- Goal -
Reproduce exactly the lines from the line containing "Practice: put a marker on each instance of the stone fortress" through the end of the records below, including both ends, and nothing else.

- Task data -
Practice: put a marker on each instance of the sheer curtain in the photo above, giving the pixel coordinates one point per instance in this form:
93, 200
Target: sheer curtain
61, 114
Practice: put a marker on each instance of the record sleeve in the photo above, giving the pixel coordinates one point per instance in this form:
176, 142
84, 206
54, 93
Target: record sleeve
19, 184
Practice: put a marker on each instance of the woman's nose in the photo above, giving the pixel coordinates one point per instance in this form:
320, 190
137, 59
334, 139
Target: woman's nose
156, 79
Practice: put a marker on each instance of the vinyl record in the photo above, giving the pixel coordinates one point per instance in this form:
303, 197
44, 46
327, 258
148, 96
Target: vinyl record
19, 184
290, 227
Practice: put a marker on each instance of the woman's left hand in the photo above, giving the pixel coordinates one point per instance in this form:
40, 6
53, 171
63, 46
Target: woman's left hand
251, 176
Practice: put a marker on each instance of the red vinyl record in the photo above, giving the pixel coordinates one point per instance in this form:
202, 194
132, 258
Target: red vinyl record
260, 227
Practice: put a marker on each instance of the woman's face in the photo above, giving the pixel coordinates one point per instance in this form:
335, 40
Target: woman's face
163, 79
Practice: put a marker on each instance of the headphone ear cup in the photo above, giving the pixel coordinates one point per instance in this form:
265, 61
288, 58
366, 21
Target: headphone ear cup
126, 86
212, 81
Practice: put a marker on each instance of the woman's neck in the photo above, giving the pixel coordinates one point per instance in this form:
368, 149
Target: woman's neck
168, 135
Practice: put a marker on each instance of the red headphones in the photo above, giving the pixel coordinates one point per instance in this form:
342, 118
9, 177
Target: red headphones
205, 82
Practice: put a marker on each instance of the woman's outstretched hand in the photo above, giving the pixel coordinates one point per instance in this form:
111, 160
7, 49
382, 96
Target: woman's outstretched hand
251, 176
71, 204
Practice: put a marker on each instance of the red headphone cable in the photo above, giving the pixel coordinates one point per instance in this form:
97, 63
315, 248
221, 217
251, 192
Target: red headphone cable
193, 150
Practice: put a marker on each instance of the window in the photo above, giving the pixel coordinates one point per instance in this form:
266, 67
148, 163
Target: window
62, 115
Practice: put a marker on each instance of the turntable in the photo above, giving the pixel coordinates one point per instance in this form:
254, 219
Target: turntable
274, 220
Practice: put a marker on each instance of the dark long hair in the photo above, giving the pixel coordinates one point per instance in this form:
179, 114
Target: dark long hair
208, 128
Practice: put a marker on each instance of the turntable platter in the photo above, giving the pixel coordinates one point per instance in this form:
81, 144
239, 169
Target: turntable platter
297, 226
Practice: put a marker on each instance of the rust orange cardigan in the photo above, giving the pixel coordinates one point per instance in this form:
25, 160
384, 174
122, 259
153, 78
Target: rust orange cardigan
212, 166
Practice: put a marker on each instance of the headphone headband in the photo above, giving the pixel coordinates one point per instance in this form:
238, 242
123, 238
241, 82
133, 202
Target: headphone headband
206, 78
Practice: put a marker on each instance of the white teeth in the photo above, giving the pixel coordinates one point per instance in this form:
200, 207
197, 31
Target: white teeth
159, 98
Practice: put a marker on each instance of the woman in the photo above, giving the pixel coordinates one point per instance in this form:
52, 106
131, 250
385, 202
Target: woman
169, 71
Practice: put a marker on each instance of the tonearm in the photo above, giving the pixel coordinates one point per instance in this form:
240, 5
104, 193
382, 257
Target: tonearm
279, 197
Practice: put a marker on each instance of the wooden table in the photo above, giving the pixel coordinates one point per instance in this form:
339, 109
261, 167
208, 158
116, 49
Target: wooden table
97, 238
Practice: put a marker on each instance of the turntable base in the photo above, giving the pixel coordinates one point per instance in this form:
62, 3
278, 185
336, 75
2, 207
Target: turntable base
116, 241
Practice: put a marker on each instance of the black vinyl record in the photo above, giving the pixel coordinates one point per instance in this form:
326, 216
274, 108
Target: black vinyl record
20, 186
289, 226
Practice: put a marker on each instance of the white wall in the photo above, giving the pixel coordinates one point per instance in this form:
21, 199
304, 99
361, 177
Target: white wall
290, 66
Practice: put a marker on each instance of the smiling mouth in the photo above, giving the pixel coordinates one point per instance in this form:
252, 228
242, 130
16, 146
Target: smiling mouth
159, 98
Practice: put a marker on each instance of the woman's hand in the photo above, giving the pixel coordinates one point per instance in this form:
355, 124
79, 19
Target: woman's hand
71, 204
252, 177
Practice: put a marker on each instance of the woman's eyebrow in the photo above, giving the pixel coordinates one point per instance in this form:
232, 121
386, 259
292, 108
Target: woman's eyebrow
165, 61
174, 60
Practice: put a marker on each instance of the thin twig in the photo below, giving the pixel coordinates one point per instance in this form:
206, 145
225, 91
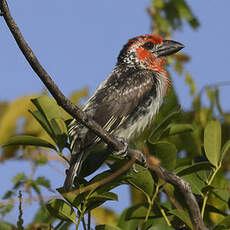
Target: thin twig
82, 117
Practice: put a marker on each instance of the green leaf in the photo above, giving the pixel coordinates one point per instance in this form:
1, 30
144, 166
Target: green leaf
43, 122
224, 150
123, 223
194, 168
166, 152
50, 116
28, 140
224, 224
106, 227
75, 198
48, 107
175, 129
212, 141
19, 177
96, 199
43, 216
183, 216
43, 181
142, 180
195, 182
160, 128
137, 211
62, 210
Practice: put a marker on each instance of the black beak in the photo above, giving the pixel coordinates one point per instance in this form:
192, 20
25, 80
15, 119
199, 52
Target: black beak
168, 47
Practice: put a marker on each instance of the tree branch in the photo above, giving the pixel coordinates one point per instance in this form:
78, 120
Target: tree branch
82, 117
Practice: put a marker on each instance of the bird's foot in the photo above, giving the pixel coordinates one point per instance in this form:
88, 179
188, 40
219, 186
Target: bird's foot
122, 152
140, 157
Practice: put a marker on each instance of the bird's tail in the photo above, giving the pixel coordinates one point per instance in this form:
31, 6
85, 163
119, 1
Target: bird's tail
74, 169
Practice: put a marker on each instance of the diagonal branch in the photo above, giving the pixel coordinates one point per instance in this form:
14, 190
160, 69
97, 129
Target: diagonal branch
82, 117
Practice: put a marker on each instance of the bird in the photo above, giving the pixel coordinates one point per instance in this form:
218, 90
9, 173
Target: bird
126, 102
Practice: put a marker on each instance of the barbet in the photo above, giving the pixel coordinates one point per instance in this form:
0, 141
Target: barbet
127, 101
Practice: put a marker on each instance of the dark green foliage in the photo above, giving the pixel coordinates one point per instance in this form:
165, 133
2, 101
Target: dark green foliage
194, 144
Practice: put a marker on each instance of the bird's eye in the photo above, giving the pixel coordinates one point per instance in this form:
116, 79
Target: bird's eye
148, 45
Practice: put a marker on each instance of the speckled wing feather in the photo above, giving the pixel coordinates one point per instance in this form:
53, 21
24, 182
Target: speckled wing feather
114, 102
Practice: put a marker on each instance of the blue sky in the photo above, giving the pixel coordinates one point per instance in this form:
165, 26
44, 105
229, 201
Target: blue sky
78, 43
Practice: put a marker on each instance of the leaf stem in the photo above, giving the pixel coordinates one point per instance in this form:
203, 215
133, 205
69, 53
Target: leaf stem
151, 202
59, 224
209, 182
82, 211
164, 215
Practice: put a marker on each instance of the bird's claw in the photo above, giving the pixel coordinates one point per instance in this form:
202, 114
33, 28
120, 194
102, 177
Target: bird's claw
134, 168
122, 152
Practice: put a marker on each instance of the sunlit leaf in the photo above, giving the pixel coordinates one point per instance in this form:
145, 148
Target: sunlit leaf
96, 199
103, 215
43, 216
212, 141
224, 150
62, 210
194, 168
124, 223
106, 227
166, 152
142, 180
160, 128
28, 140
138, 211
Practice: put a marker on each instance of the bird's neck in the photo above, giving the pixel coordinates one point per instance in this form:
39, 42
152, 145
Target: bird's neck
156, 66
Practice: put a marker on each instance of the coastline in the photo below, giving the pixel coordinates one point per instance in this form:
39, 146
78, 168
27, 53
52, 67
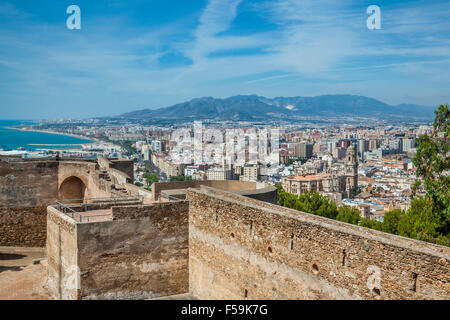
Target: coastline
92, 140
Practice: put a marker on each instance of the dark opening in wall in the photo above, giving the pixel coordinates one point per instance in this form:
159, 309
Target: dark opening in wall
291, 245
414, 287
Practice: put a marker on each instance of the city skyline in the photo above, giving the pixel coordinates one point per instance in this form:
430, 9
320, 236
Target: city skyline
149, 55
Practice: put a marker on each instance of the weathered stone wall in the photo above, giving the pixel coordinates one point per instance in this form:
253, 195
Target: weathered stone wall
28, 183
242, 248
23, 227
143, 253
26, 188
256, 190
62, 256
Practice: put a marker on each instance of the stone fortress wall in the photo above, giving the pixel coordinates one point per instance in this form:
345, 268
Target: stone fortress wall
141, 252
256, 190
240, 248
27, 187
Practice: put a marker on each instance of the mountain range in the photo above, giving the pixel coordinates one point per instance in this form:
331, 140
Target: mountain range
258, 108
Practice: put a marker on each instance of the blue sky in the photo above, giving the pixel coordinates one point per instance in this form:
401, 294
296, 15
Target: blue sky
139, 54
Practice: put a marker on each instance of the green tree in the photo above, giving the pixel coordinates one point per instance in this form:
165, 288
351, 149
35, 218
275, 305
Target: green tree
348, 214
391, 221
423, 222
433, 163
372, 224
429, 216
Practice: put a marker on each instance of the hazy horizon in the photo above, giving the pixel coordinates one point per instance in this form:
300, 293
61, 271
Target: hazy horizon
145, 55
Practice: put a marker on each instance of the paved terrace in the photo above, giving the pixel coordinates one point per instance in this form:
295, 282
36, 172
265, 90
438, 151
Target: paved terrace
94, 210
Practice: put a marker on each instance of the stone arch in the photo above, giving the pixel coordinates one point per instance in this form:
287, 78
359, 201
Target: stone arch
72, 188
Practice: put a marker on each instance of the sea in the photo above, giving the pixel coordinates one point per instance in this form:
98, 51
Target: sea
11, 139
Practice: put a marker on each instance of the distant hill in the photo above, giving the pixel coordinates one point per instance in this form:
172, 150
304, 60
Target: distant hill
256, 108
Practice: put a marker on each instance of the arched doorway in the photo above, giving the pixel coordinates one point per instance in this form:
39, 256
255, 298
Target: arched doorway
72, 189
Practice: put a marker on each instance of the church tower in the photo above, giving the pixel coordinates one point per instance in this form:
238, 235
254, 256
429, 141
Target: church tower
351, 170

- The reply -
Practice: put a marker on each instance of the stone fortress wall in the photo above, giving the pixel coordinates one point per instance in this form:
345, 268
Target: stone fortress wall
141, 252
256, 190
240, 248
27, 187
Practice: put a marker on each instance of the mountain range in the photo above, giving the pixel coordinates one point per instance in this form:
331, 140
Target: mountain range
258, 108
Practice: put a marker on each instance of the blue sky in the photo above, giving the pixel coordinates one point per instance in this form:
401, 294
296, 15
Target: blue sky
139, 54
Practice: put a marker on each instance of the green tree in the photo above, giving the pixel coordinates one point per instance in this form:
165, 288
351, 149
35, 218
275, 305
Target: green tree
348, 214
391, 221
423, 222
433, 163
372, 224
429, 216
Practice: put a marker on each instance of the hazy horizon in the photo above, giving the pixel coordinates one point per instance in this form:
300, 293
61, 271
Target: hazy horizon
145, 55
Practice: put a marker on each instance of the paved terrace in the photo above, giving the pixel coordinates one point per instance in this form:
295, 282
36, 172
265, 90
438, 151
Target: paved terrace
94, 210
Practice: put a marker on each instance of the stone arch in the photo above, giving the pixel coordinates one point per instance in this form:
287, 78
359, 201
Target: stone arch
72, 188
Practice: put a marker on each instance of the sea in the photo above, giving the pixel coordinates one point per instance in this form:
98, 51
Target: sea
11, 139
Practice: put a marker on each instance of the distant hill in the photo above, giving the pixel coordinates one point per instance in this form:
172, 150
304, 60
Target: distant hill
256, 108
Practice: put a marker on each instance of the arched doorway in the photo above, giving the pixel coordinates one point per instance in this form:
39, 256
255, 298
Target: arched doorway
72, 189
Practice: put a marker on each instance of the church tower in the photo above, giving the pixel coordinates one point per instance in this form:
238, 235
254, 256
429, 141
Target: church tower
351, 170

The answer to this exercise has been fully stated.